• _PROBLEM TO SOLVE_
Search the listing for the word "below". Copy every line where it is found.
*** Block opens ***
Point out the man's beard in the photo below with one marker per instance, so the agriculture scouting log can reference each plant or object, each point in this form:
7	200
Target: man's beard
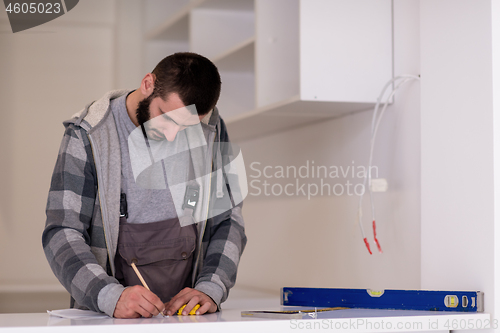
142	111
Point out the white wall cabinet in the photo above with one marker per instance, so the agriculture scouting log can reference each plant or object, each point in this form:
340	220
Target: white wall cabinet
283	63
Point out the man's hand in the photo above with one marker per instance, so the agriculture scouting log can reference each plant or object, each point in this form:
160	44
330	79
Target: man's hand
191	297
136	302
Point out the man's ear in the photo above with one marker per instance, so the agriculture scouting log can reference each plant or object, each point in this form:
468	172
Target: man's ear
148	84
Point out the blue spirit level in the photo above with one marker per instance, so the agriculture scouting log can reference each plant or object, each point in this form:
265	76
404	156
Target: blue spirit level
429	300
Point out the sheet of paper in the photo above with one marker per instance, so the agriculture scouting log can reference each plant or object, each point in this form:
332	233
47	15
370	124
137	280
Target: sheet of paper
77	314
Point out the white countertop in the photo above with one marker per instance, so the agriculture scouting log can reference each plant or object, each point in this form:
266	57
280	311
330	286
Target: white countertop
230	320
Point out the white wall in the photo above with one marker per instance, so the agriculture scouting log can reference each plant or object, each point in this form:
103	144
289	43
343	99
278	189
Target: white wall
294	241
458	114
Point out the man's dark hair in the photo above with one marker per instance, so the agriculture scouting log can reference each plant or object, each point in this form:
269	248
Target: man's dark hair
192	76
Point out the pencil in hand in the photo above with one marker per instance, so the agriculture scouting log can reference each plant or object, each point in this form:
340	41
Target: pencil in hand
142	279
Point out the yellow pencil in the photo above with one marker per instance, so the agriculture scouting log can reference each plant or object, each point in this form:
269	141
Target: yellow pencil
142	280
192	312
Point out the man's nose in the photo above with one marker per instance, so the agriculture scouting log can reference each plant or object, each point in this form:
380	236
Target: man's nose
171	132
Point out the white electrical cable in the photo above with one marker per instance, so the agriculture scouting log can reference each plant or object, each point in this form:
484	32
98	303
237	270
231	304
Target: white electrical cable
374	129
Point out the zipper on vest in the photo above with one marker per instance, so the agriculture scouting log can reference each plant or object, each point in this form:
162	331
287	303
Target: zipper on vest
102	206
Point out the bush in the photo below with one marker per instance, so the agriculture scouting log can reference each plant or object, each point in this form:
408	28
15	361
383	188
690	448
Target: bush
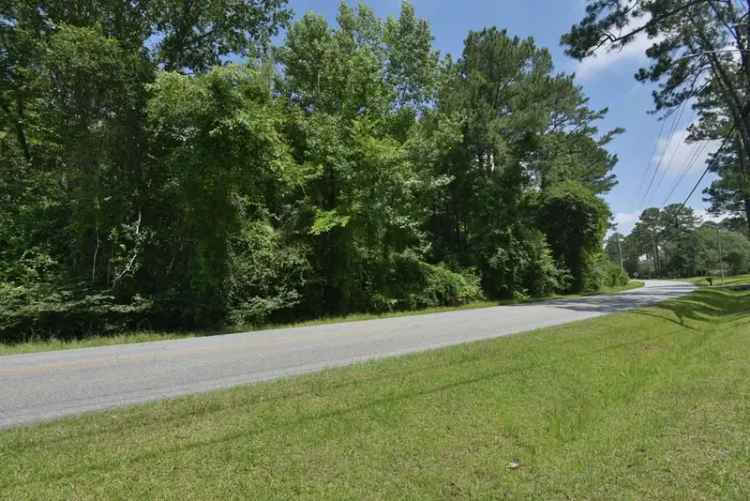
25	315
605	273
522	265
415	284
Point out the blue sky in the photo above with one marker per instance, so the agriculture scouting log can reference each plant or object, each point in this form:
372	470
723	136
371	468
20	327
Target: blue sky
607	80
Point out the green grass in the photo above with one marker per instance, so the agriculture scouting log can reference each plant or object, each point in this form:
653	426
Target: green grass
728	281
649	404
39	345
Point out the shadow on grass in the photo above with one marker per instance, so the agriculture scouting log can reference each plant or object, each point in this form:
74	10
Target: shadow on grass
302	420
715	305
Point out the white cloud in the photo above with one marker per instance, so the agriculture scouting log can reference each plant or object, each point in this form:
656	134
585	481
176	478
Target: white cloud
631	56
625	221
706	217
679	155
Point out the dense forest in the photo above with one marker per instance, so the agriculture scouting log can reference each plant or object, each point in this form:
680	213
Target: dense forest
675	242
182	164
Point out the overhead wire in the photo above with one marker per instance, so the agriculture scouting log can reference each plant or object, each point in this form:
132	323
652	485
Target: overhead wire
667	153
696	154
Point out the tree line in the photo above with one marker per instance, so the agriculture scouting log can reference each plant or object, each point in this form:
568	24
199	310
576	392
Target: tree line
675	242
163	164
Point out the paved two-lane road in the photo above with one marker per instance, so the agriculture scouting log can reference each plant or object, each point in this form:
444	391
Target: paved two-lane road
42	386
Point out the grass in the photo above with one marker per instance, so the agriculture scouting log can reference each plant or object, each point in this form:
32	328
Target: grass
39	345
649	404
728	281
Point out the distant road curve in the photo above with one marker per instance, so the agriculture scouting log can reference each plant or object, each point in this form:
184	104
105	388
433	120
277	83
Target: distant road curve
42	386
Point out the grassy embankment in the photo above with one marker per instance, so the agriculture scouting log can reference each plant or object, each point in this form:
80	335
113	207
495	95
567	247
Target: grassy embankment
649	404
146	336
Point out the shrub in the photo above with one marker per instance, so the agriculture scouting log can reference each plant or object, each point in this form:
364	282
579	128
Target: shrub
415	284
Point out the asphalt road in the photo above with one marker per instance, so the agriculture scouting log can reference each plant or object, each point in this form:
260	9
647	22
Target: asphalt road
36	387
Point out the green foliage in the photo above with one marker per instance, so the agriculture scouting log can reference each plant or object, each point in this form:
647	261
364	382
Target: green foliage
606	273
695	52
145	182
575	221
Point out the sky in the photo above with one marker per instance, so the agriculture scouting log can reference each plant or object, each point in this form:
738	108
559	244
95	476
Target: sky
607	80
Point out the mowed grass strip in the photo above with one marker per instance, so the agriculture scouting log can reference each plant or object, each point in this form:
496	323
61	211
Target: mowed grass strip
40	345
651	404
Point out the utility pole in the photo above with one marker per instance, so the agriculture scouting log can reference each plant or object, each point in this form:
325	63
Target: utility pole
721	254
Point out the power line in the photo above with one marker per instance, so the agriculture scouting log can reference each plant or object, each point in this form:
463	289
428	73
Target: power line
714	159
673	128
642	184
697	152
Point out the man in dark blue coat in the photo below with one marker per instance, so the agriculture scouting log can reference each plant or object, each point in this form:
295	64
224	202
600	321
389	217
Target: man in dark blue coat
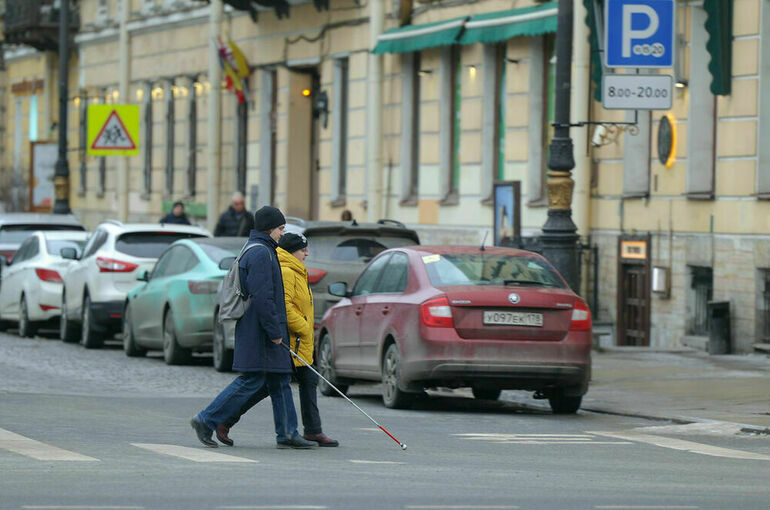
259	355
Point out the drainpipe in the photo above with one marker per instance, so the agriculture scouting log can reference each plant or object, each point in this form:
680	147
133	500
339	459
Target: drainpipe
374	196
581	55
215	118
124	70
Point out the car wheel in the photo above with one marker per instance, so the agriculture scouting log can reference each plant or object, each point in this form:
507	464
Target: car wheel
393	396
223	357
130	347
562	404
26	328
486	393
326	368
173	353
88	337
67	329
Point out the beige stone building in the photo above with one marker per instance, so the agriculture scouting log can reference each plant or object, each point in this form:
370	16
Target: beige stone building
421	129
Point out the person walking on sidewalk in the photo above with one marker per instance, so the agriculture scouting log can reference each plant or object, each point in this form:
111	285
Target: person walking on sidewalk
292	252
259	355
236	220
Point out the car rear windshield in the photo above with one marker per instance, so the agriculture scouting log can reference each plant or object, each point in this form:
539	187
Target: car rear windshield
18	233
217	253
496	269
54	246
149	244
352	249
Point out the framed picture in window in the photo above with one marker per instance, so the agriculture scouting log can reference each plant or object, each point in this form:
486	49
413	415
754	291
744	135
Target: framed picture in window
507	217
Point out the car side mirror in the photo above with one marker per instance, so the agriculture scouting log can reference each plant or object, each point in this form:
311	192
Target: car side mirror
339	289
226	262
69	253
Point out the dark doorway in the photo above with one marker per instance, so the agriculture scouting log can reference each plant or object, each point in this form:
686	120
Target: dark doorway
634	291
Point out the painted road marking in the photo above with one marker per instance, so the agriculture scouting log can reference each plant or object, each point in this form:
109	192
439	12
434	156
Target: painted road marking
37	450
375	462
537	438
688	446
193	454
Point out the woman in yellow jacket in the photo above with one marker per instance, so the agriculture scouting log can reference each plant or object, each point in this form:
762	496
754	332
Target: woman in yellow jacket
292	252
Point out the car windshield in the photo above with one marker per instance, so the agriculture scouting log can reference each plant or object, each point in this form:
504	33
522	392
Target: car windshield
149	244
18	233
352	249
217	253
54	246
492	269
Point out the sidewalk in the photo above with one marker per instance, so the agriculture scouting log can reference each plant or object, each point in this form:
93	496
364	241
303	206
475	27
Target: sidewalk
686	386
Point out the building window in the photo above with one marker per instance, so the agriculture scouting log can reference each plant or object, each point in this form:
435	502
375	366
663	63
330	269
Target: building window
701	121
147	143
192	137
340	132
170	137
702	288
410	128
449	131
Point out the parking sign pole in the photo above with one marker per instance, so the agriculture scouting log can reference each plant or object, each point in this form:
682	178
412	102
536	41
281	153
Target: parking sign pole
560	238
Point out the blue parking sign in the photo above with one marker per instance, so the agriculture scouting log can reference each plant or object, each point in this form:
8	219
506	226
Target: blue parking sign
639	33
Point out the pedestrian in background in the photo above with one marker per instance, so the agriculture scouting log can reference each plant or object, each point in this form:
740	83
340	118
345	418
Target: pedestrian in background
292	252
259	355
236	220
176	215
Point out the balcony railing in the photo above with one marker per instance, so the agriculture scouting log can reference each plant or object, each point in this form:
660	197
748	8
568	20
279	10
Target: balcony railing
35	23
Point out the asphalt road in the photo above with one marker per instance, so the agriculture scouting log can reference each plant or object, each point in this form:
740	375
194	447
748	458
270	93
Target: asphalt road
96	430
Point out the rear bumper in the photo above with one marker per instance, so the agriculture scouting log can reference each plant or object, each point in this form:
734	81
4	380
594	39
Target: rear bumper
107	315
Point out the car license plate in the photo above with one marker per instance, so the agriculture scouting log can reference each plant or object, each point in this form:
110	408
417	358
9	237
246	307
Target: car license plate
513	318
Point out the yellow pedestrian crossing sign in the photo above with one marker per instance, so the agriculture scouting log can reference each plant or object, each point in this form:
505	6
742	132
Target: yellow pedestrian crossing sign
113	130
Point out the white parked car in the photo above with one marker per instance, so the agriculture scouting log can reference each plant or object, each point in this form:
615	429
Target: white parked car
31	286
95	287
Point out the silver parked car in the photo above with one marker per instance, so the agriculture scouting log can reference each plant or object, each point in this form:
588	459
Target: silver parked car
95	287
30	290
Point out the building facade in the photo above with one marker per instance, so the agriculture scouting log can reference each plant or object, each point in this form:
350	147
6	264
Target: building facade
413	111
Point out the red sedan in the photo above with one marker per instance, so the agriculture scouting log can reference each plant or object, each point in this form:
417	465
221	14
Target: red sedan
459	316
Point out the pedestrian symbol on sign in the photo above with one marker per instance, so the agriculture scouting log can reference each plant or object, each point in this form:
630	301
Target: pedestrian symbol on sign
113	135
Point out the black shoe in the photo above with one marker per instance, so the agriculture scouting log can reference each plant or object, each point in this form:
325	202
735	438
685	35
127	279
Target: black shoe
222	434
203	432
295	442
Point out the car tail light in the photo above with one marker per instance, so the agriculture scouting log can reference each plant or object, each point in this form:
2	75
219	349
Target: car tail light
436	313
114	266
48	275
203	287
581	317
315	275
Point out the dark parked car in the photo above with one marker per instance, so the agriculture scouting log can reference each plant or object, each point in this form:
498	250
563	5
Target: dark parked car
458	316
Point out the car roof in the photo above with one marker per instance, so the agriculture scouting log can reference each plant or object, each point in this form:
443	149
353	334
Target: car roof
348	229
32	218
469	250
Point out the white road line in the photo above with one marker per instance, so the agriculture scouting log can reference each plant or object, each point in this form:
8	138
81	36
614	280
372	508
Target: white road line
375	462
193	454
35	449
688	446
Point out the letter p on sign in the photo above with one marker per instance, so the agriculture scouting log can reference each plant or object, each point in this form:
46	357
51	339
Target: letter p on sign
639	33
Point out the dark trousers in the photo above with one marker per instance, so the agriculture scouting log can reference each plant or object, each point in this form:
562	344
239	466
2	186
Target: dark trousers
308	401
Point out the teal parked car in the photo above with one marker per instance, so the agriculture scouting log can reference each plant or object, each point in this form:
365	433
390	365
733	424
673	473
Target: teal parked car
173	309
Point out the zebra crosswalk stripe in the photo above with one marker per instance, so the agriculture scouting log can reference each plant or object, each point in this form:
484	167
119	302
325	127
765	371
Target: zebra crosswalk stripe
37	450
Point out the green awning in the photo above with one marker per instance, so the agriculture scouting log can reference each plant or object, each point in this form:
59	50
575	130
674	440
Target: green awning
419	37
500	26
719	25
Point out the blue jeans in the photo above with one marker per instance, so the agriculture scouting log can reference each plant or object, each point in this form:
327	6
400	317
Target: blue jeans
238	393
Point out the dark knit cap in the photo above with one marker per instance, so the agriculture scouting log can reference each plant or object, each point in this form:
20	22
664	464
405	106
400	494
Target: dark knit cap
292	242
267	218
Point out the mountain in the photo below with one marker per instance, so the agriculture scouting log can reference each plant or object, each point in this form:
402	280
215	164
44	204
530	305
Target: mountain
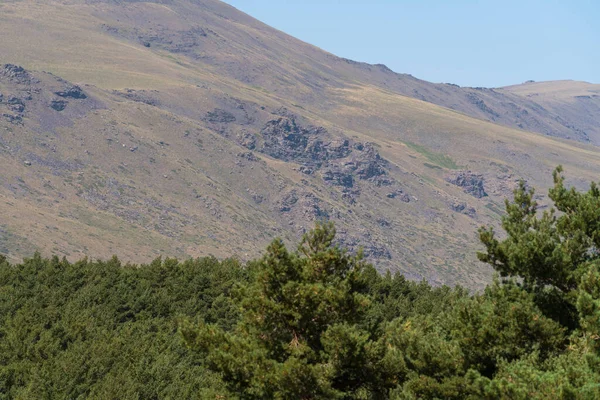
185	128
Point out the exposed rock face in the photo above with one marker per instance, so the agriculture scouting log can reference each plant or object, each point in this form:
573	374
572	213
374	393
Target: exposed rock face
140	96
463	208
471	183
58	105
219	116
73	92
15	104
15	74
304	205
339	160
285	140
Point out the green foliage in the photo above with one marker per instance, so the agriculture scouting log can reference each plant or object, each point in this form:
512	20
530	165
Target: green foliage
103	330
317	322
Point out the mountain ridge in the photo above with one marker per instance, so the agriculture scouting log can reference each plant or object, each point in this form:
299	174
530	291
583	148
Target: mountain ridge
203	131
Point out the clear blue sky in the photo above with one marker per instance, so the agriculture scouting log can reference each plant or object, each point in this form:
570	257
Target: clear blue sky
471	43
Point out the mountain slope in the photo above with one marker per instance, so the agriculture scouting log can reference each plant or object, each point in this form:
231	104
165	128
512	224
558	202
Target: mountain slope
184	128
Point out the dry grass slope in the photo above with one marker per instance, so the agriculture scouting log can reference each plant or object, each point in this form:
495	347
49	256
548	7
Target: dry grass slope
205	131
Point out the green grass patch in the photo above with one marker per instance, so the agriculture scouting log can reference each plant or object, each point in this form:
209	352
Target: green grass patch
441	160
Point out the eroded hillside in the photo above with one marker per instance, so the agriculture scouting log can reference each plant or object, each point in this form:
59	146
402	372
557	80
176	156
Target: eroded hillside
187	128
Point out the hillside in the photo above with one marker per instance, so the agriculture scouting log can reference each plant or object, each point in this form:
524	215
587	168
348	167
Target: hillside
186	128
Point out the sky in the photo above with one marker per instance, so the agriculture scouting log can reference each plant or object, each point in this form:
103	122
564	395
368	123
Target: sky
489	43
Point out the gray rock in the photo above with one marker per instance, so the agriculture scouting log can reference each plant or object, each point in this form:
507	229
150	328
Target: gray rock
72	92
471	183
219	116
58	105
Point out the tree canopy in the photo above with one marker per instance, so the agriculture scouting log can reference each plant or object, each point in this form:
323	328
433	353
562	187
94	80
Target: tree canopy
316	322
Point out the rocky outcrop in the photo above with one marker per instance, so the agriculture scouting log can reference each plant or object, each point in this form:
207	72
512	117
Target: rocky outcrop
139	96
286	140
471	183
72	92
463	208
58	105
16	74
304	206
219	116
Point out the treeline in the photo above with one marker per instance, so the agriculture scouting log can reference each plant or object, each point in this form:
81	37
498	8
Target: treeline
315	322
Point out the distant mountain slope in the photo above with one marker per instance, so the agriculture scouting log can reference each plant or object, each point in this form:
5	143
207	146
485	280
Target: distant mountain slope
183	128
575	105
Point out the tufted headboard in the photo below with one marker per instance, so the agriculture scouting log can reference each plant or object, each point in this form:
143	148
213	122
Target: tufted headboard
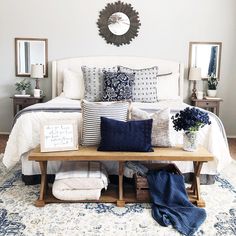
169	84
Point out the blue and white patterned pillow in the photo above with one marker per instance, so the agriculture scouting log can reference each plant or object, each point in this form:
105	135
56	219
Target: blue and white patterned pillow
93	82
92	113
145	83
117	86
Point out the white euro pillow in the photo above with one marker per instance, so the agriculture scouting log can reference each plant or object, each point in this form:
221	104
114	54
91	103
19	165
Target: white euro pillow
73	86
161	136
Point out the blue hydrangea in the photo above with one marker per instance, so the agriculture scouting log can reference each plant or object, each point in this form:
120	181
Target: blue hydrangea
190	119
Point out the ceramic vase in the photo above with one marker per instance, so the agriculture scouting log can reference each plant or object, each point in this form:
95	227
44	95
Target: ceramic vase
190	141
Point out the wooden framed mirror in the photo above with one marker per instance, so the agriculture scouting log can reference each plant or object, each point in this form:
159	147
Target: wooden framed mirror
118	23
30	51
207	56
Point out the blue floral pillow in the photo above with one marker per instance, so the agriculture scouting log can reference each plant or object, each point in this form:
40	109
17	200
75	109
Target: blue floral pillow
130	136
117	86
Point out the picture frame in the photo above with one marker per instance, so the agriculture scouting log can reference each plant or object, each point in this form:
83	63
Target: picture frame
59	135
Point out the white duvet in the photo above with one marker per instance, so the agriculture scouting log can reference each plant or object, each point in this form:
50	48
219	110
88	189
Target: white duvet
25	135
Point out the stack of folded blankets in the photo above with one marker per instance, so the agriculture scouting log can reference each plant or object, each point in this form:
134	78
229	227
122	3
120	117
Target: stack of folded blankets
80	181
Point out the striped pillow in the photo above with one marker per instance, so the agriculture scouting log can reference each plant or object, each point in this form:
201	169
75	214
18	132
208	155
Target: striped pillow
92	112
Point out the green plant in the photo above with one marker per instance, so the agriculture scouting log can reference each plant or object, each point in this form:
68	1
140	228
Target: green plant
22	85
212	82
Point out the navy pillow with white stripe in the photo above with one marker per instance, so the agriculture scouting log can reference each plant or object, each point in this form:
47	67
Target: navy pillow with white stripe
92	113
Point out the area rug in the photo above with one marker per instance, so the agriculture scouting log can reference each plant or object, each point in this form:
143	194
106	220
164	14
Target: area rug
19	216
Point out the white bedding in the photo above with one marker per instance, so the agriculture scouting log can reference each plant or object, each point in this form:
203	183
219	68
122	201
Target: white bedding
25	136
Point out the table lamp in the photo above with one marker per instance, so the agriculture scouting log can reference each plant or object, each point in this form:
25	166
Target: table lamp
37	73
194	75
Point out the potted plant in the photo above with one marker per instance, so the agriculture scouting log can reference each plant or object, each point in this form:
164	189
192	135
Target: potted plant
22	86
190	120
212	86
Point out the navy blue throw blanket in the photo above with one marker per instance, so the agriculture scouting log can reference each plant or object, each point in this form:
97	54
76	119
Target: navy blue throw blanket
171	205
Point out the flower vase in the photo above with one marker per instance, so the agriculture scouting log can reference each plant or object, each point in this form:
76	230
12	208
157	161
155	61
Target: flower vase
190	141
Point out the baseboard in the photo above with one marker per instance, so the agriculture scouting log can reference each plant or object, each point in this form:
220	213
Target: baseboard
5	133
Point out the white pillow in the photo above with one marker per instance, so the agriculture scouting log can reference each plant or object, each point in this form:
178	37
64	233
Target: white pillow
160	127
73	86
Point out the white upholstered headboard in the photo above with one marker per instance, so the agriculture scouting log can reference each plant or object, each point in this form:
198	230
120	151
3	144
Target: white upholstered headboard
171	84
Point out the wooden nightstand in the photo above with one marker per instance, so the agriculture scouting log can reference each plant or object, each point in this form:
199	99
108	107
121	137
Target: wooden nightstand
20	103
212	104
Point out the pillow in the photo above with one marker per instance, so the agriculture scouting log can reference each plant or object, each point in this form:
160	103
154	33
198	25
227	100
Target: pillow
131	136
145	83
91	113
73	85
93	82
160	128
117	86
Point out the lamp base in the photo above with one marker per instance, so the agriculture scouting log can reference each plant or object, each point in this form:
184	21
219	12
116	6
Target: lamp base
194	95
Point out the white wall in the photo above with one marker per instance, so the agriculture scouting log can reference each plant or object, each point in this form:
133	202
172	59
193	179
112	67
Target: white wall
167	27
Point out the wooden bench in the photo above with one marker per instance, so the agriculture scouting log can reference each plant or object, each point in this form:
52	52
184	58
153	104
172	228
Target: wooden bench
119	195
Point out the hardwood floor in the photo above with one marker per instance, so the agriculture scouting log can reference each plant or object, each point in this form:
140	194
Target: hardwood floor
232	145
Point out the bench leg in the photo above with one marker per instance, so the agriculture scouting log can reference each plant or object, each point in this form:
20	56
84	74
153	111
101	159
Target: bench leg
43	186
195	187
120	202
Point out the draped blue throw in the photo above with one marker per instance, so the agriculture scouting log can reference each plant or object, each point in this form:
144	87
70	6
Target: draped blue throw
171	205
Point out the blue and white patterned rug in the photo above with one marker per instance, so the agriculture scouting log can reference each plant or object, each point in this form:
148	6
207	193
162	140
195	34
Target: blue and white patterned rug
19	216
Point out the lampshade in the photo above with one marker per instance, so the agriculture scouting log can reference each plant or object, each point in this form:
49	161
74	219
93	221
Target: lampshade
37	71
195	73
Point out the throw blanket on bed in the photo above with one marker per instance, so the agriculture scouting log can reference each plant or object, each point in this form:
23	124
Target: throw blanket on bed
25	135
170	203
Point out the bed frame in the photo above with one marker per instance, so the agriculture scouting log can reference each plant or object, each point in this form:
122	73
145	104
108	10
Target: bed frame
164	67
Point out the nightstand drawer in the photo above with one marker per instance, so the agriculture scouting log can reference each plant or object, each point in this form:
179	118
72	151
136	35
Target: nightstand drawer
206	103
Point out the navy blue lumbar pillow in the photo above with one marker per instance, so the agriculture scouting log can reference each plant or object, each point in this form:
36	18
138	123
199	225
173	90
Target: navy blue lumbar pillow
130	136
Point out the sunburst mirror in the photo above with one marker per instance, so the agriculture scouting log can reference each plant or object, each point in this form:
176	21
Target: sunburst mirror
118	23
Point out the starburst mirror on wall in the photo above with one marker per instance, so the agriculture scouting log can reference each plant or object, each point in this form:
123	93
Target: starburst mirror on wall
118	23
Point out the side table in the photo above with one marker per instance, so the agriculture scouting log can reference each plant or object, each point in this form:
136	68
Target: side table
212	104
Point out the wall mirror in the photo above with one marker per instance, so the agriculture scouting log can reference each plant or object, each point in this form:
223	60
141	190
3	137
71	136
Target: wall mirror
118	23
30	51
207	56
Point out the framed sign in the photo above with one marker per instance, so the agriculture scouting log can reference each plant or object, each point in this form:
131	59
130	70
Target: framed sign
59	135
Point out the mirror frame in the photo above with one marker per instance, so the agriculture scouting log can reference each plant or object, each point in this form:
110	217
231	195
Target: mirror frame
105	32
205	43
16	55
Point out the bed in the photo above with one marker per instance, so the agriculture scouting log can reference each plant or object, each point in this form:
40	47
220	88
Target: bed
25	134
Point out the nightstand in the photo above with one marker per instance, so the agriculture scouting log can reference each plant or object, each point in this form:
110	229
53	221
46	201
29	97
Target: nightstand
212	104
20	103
*** Block closes ***
• _ANSWER FOR THE TASK_
Point out the man's beard in the photo below with one marker per instance, so the agriculture scouting log can reference each plant or object, each point in this form:
Point out the bush in the photo below with one marker per instance, so the agriculture scouting log can reference each plant or object, each point in this form:
Point out the man in dark blue coat in the photo below with one marker per instance, so the agriculture scouting log can reference each plant or object, each point in this form:
Point out the mountain in the photo below with one marker per instance, so the agriculture scouting log can reference each plant or object, each point in this form:
Point out the tufted headboard in the photo below with one marker per instance, so the agriculture scouting log can reference each plant or object, each point in this form:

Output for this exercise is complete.